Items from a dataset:

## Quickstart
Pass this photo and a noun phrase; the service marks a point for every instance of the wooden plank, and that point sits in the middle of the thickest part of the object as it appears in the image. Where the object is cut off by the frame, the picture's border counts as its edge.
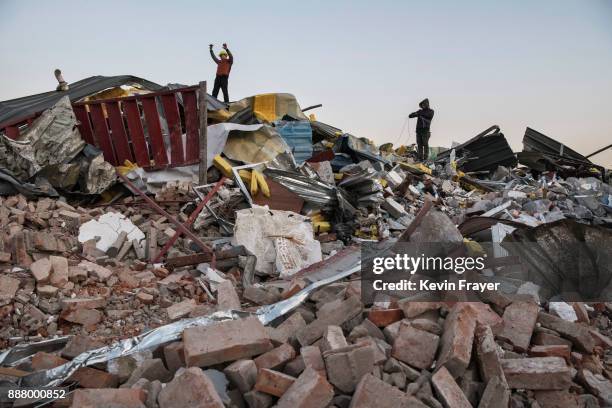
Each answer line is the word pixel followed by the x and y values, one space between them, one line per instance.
pixel 203 119
pixel 85 124
pixel 156 139
pixel 102 137
pixel 190 105
pixel 139 144
pixel 119 136
pixel 177 154
pixel 152 243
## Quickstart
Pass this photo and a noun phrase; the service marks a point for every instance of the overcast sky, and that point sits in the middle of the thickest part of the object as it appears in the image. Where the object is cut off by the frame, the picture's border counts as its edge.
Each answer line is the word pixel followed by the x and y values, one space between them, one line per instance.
pixel 544 64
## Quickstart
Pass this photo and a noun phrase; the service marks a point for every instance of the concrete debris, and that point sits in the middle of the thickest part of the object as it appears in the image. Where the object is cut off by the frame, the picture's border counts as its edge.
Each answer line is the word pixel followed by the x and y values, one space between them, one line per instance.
pixel 102 272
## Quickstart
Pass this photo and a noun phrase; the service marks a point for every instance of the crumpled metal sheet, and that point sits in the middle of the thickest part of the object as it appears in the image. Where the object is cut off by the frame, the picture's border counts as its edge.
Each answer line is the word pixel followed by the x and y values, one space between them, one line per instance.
pixel 52 139
pixel 261 145
pixel 100 175
pixel 9 185
pixel 311 190
pixel 161 335
pixel 566 257
pixel 13 356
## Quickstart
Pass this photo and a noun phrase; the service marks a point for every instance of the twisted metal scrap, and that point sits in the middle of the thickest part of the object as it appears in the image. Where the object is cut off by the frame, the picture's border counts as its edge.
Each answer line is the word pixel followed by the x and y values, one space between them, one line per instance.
pixel 156 337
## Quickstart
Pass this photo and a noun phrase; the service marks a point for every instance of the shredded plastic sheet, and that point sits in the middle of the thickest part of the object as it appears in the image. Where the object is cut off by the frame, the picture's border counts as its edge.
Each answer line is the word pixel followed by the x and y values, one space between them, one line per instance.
pixel 156 337
pixel 282 241
pixel 258 145
pixel 53 139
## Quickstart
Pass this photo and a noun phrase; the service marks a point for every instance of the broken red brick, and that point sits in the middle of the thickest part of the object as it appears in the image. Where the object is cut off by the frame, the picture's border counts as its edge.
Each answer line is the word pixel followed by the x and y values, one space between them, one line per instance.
pixel 181 309
pixel 456 342
pixel 346 310
pixel 174 356
pixel 59 266
pixel 287 329
pixel 85 317
pixel 225 341
pixel 311 355
pixel 556 399
pixel 488 354
pixel 414 309
pixel 551 351
pixel 519 321
pixel 333 339
pixel 273 382
pixel 578 334
pixel 276 358
pixel 384 317
pixel 41 270
pixel 372 392
pixel 83 303
pixel 415 347
pixel 109 397
pixel 310 390
pixel 242 374
pixel 496 394
pixel 345 367
pixel 227 298
pixel 448 391
pixel 538 373
pixel 8 289
pixel 193 389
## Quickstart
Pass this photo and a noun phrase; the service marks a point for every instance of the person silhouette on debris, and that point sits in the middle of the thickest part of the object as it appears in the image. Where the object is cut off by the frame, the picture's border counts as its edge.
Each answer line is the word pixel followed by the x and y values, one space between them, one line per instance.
pixel 424 117
pixel 224 66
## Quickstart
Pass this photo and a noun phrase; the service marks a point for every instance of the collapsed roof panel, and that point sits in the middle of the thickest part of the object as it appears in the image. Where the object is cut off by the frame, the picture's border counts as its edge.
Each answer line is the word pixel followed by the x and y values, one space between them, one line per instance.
pixel 485 151
pixel 534 141
pixel 15 109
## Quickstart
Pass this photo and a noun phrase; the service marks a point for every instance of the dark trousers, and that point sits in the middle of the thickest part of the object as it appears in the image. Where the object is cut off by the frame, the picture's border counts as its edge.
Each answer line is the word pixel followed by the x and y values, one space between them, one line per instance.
pixel 423 145
pixel 221 83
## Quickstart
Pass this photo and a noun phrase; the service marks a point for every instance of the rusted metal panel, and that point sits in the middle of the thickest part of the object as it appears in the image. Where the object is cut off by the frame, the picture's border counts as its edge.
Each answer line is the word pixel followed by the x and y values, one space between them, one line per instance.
pixel 12 132
pixel 119 137
pixel 102 137
pixel 139 143
pixel 154 130
pixel 280 198
pixel 190 106
pixel 177 156
pixel 84 123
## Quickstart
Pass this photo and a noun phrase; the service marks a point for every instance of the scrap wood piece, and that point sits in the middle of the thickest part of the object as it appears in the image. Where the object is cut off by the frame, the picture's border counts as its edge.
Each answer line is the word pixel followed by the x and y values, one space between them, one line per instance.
pixel 205 257
pixel 163 212
pixel 416 222
pixel 190 220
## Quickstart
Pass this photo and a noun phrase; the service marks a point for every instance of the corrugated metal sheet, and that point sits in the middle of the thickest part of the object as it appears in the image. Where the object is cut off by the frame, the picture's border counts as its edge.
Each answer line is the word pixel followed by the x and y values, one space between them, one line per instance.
pixel 534 141
pixel 27 106
pixel 485 151
pixel 322 131
pixel 298 135
pixel 19 108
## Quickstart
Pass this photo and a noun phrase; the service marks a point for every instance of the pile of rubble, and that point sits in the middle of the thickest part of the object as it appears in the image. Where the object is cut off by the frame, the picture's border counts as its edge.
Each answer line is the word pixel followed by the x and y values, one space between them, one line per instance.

** WHAT THIS TASK INVOLVES **
The records above must be printed exactly; the pictures stay out.

** EXPECTED OUTPUT **
## Quickstart
Pass this photo and a noun phrase; the service marks a point for every instance of the wooden plank, and that point sits in the middle of the thickest part of the object as it appears in the image. Where the object is cut off by the frame, the picture's border counts as its edge.
Each answer line is the word pixel followed by the x and y values, one space between them, one line per instance.
pixel 203 119
pixel 85 124
pixel 156 139
pixel 102 137
pixel 190 105
pixel 139 144
pixel 119 136
pixel 177 154
pixel 152 243
## Quickstart
Pass this photo and a noun phrase; the service marks a point for every instance of the overcast sky, and that point sits in the middle of the thickest part of the object as it appears in the image. Where the object is cut off by the frame, the picture's border counts as its edge.
Each answer line is the word pixel followed by the x and y values, one space between them, one line per instance.
pixel 544 64
## Quickstart
Pass this photo and a noun phrase; the service marks a point for every instance of the concrete debris, and that point sits in the middle of the thickest part of the object as it appears in the image. Where the object is cut off by the frame, the picture's border counts as its edge.
Each answer line is the word pixel followed by the x and y values, one space between them, one line per instance.
pixel 102 272
## Quickstart
Pass this photo and a noun phrase; the service marks a point for every instance of the crumpled metal sheet, and that point sits in the middle of the thickest part of the object as it appears in the image. Where the object is cut off by the frame, the picture's border counts as its edge.
Each answer line is the word pixel followed by the x and y values, one space between them, one line per instance.
pixel 52 139
pixel 261 145
pixel 100 175
pixel 9 185
pixel 311 190
pixel 161 335
pixel 566 257
pixel 13 356
## Quickstart
Pass this photo and a noun phrase; the service marks a point for every instance of the twisted metal scrap, and that point sits in the middle of the thickest part of the object as it appears in the image. Where the object is cut off by the frame, the picture's border counts as its edge.
Each answer line is the word pixel followed by the x and y values, one space between them, one line per instance.
pixel 156 337
## Quickstart
Pass this photo and a noun phrase; the service marks a point for every instance of the shredded plastic sheet, and that point sits in the middle of the thickest part of the object as it appears in the image. Where the object is cut off by the frame, the picture's border counts as its edge.
Each answer line is the word pixel followed by the x and y values, one space between them, one line per instance.
pixel 156 337
pixel 282 241
pixel 258 145
pixel 53 139
## Quickstart
Pass this photo and a noun phrase; the service marks a point for every instance of the broken red brick, and that point sits in the middle of the thickest part of the object as it appears in the image. Where the object is cut off by the frame, the picture's border counts as its edge.
Each answer line is the word pixel followed by the x and y values, one space between them, one line per instance.
pixel 181 309
pixel 456 342
pixel 346 310
pixel 174 356
pixel 59 266
pixel 287 329
pixel 85 317
pixel 225 341
pixel 311 355
pixel 556 399
pixel 488 354
pixel 414 309
pixel 551 351
pixel 519 321
pixel 333 339
pixel 273 382
pixel 578 334
pixel 276 358
pixel 384 317
pixel 41 270
pixel 372 392
pixel 83 303
pixel 415 347
pixel 109 397
pixel 310 390
pixel 242 374
pixel 496 394
pixel 345 367
pixel 227 298
pixel 448 391
pixel 538 373
pixel 8 289
pixel 193 389
## Quickstart
Pass this photo and a noun phrase; the service marks a point for every instance of the person silhouette on debris, and that point sits in the middle of the thickest part of the object as it appears in the image. Where the object is cut off by the frame, the picture's border counts as its edge.
Each answer line is the word pixel followed by the x and y values, one space between them, one line per instance.
pixel 424 117
pixel 224 66
## Quickstart
Pass this photo and a noun phrase; the service marks a point for every instance of the collapsed roof panel, and that point sits in the middle of the thickest part of the object as it appears in the image. Where the object is cut off by the frame, the picture's border counts as its edge.
Each answer line is the word pixel followed by the x and y values, one space between them, one line per instance.
pixel 485 151
pixel 534 141
pixel 15 109
## Quickstart
Pass this photo and a noun phrase; the service marks a point for every instance of the dark trousers, and that point sits in the middle of the thickest part of the object as it appears in the image. Where the object is cut off by the frame, the picture's border counts as its edge.
Each answer line is the word pixel followed by the x and y values, one space between them, one line per instance.
pixel 423 145
pixel 221 83
## Quickstart
Pass this photo and a noun phrase; the service marks a point for every instance of the rusted metal panel, and that point sits in the middle of the thickest part of the object as it appears in the image. Where the object is cut off by the frame, the picture's border counts as its edge.
Each answer line is the word pixel followed by the x and y values, one space between them, one line per instance.
pixel 12 132
pixel 119 137
pixel 102 137
pixel 139 143
pixel 154 130
pixel 280 198
pixel 190 106
pixel 177 156
pixel 84 123
## Quickstart
Pass this photo and a noun phrase; the service marks a point for every instance of the scrap wood piece, and that point sits in the middle of the thickest part of the object as it appears in the image. Where the object is cut off by the frame, the picture's border counts as its edge.
Each answer line is the word pixel followed by the x and y values, one space between them, one line per instance.
pixel 205 257
pixel 163 212
pixel 416 222
pixel 190 220
## Quickstart
Pass this photo and a noun phrase; the service marks a point for every instance of the corrugated metal sheet, and that point sits in the middle of the thickest part of the object as it appears in the image. Where the object is cut off by the frame, the picture's border counts as its edge.
Each answer line is the word pixel followed by the x and y values, one space between them, one line per instance.
pixel 534 141
pixel 27 106
pixel 485 151
pixel 322 131
pixel 298 135
pixel 19 108
## Quickstart
Pass this photo and a noun phrase; the service marks a point for every instance of the pile of rubble, and that point sits in the middle of the thickest part of the object as it appears in the image. Where the object is cut off by the frame, the picture's border counts as its edge.
Each answer line is the word pixel followed by the x and y values, one space between them, one line per instance.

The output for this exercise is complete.